## begin Source document
Many condominium buyers do not understand what they bought until long after becoming an owner. Condominiums consist of two elements: A “separate interest”, called the “unit”, and an undivided equal share in everything else, called common area. However, there are usually also hybrid areas, called “exclusive use common area,” devoted to the exclusive use or benefit of a single condominium yet are still common area. Here are seven oft-unknown aspects about this aspect of California condominiums.
Exclusive use common areas are not defined by written or oral statements or even contracts. Regardless of what a neighbor, a Realtor® or even a purchase contract may say, exclusive use common areas are defined by written and recorded documents. Exclusive use common area is defined normally in condominium plans, CC&Rs and Civil Code 4145.
Exclusive use is not only balconies and patios. Private patios and balconies are normally characterized as exclusive use common area, but exclusive use areas usually include far more than that. Per Civil Code 4145, unless the governing documents say otherwise, exclusive use common areas include “shutters, awnings, window boxes, doorsteps, stoops, porches, balconies, patios, exterior doors, doorframes, and hardware incident thereto, screens and windows or other fixtures designed to serve a single separate interest, but located outside the boundaries of the separate interest”. Common examples of exclusive use equipment would be air conditioning or water heater equipment serving single units.
## end Source document
__Given request a__:
Gather every line of the listing below that contains the string "head", matching case exactly.
## begin Dataset records
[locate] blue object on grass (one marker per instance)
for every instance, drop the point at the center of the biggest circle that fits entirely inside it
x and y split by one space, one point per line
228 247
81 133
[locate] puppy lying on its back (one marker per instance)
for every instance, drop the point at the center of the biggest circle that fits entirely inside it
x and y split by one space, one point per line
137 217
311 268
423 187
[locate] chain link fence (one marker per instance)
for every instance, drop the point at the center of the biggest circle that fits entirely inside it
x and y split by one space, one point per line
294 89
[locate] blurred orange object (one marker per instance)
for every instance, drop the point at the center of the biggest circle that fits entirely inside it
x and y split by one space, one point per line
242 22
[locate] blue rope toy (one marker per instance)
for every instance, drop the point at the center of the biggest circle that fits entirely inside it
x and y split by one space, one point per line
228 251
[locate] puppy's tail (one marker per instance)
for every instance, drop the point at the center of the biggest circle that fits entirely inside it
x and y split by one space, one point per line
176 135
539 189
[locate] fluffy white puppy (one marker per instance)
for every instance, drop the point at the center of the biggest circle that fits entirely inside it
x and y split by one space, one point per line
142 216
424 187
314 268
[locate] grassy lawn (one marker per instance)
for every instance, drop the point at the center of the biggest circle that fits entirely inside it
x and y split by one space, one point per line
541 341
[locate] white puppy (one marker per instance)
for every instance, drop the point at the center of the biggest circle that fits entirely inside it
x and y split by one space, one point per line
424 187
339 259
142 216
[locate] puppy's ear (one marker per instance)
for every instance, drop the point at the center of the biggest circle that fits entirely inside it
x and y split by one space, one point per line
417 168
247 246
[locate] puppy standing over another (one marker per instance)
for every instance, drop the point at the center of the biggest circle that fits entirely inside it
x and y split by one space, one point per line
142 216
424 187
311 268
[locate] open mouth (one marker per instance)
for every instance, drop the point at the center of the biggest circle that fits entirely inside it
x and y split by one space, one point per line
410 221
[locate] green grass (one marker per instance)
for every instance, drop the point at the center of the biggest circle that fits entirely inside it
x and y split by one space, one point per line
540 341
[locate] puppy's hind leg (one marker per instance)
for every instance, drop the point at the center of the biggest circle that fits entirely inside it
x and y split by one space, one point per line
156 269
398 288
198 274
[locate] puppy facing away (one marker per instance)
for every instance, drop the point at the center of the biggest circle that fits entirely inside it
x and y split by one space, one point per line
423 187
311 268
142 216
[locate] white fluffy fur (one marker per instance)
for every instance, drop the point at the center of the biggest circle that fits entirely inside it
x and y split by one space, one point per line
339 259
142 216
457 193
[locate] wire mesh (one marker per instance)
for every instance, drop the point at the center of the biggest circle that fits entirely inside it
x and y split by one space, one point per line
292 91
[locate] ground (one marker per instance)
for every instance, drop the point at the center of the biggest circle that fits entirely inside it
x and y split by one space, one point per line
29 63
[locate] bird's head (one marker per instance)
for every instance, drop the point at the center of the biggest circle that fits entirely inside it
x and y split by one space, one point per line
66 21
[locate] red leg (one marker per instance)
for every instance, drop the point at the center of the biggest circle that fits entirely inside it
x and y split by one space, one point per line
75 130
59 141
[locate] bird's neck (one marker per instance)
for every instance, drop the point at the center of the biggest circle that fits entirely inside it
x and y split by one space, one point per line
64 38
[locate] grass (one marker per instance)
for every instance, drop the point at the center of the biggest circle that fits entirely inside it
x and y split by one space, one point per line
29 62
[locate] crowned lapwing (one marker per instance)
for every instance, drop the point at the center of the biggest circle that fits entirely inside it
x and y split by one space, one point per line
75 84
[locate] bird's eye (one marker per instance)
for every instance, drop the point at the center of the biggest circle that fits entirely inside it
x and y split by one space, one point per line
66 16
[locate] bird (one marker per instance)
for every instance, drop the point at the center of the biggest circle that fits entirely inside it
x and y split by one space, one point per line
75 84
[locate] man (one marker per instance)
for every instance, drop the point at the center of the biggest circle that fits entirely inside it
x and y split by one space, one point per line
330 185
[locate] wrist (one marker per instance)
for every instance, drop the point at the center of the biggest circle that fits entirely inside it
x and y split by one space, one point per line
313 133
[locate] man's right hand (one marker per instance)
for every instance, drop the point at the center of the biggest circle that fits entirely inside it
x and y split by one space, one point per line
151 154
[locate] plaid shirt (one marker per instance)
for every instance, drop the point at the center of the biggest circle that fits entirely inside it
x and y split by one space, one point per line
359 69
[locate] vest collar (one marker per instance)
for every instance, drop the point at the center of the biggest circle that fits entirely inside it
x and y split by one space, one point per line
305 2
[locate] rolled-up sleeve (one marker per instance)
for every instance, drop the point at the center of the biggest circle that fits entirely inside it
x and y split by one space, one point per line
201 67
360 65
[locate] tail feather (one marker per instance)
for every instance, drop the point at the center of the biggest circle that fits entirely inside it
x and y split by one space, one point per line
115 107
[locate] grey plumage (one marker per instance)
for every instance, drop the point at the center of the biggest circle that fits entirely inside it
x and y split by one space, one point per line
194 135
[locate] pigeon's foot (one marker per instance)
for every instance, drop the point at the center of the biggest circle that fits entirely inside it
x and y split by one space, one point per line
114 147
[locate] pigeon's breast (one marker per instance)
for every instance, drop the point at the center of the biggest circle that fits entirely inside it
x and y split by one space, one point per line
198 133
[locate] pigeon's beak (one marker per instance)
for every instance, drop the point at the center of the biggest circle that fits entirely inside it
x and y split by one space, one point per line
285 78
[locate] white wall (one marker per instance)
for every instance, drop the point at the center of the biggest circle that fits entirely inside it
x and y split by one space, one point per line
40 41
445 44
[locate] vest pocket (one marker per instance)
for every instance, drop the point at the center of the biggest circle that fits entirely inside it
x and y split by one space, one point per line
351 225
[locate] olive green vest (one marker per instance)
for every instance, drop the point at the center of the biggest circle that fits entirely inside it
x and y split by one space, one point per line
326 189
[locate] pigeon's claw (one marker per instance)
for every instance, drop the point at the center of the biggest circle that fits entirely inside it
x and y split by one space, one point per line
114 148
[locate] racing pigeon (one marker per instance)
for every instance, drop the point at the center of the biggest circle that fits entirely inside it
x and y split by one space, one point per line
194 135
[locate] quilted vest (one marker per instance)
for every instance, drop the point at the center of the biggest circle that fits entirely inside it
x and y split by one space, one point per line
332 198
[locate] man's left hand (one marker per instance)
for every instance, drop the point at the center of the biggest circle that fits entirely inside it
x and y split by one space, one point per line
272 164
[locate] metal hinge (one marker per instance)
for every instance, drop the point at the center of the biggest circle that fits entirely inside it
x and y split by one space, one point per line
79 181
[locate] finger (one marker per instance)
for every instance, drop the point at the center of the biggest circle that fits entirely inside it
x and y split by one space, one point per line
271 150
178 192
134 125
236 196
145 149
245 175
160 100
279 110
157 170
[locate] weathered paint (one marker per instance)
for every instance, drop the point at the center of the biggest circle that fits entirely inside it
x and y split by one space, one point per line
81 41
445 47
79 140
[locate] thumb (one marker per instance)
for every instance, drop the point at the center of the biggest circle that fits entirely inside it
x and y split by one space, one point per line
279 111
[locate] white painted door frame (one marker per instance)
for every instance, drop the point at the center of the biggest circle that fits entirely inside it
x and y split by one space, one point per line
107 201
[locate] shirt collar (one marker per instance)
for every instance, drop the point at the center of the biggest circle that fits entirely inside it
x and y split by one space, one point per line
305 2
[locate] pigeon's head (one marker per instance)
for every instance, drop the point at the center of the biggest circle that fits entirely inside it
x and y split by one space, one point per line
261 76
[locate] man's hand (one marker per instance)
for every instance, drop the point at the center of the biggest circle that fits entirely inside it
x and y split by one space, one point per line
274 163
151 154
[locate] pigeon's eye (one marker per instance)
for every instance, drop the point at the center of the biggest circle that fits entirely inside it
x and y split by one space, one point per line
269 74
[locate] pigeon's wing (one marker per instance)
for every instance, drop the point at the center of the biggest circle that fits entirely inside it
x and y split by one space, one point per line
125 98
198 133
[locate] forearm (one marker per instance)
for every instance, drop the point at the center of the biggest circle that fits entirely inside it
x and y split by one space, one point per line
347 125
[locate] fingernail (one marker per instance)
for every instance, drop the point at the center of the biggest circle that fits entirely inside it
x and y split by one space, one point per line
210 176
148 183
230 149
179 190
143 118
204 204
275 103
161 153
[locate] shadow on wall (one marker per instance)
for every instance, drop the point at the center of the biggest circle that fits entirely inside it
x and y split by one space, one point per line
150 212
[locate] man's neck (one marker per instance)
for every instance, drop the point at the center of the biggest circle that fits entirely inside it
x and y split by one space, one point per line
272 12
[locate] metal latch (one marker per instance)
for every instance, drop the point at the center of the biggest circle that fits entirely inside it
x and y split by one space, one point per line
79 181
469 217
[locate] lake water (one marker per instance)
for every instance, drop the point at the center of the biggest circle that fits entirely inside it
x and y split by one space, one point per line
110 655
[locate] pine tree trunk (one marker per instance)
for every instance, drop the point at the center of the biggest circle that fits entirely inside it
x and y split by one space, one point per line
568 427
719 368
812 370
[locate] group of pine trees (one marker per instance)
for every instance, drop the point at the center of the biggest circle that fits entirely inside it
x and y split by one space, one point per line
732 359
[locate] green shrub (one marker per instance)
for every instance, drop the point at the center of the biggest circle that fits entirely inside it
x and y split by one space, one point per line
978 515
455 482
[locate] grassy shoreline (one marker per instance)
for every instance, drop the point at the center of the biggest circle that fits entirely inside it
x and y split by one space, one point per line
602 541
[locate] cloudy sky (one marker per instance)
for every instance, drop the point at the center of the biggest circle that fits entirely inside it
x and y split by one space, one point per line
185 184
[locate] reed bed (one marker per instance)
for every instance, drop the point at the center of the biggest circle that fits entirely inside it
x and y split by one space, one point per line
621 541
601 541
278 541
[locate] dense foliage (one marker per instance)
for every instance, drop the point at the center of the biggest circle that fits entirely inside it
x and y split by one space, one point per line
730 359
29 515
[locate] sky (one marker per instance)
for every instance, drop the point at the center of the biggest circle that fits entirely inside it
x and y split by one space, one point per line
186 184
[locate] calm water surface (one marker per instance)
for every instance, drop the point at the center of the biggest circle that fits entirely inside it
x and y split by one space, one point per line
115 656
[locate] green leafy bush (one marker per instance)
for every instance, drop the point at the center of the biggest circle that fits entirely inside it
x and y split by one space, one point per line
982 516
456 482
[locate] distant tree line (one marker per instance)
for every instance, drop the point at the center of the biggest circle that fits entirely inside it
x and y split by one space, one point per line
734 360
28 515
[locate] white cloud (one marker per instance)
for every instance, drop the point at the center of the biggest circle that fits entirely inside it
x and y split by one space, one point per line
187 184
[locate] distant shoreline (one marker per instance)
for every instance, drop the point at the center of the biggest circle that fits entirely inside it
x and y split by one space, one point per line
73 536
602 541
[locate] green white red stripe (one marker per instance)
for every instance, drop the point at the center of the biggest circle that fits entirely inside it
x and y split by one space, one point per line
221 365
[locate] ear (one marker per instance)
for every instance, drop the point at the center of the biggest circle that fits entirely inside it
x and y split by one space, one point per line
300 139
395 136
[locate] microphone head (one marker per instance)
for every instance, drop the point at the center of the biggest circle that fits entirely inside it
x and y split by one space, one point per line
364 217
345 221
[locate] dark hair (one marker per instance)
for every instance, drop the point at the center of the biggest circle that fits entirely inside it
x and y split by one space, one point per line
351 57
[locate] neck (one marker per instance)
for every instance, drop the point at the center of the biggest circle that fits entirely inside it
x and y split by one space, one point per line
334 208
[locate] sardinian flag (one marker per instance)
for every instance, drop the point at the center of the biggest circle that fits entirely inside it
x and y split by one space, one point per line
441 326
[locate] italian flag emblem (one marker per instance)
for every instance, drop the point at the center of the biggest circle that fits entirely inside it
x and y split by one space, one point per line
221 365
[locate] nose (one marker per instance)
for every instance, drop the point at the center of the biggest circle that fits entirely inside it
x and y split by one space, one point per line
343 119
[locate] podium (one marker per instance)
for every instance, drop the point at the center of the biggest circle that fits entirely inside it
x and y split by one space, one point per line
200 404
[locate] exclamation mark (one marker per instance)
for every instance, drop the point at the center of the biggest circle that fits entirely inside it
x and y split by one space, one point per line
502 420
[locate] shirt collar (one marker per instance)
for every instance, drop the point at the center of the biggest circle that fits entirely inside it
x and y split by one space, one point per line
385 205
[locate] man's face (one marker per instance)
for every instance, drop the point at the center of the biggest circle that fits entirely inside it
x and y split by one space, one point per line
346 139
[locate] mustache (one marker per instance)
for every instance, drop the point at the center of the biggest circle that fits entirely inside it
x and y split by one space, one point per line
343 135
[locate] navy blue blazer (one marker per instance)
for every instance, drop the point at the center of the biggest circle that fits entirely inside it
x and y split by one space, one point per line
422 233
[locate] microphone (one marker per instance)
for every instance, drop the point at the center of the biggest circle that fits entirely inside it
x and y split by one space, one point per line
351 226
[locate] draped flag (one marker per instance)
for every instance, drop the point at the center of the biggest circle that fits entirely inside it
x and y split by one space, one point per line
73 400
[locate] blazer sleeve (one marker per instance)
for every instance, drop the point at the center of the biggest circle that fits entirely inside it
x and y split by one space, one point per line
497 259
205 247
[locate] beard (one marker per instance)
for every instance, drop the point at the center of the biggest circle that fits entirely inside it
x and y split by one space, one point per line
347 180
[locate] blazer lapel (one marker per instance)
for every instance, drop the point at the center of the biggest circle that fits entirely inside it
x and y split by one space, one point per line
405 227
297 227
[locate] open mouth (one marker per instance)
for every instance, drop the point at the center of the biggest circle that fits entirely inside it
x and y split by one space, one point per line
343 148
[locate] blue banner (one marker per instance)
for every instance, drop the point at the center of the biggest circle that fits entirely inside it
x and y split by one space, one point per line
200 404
## end Dataset records
__Given request b__:
According to the condominium article above, where is exclusive use common area normally defined?

__Full answer a__:
[locate] bird's head (one marker per instance)
[locate] pigeon's head (one marker per instance)
[locate] microphone head (one marker per instance)

__Full answer b__:
In condominium plans, CC&Rs and Civil Code 4145.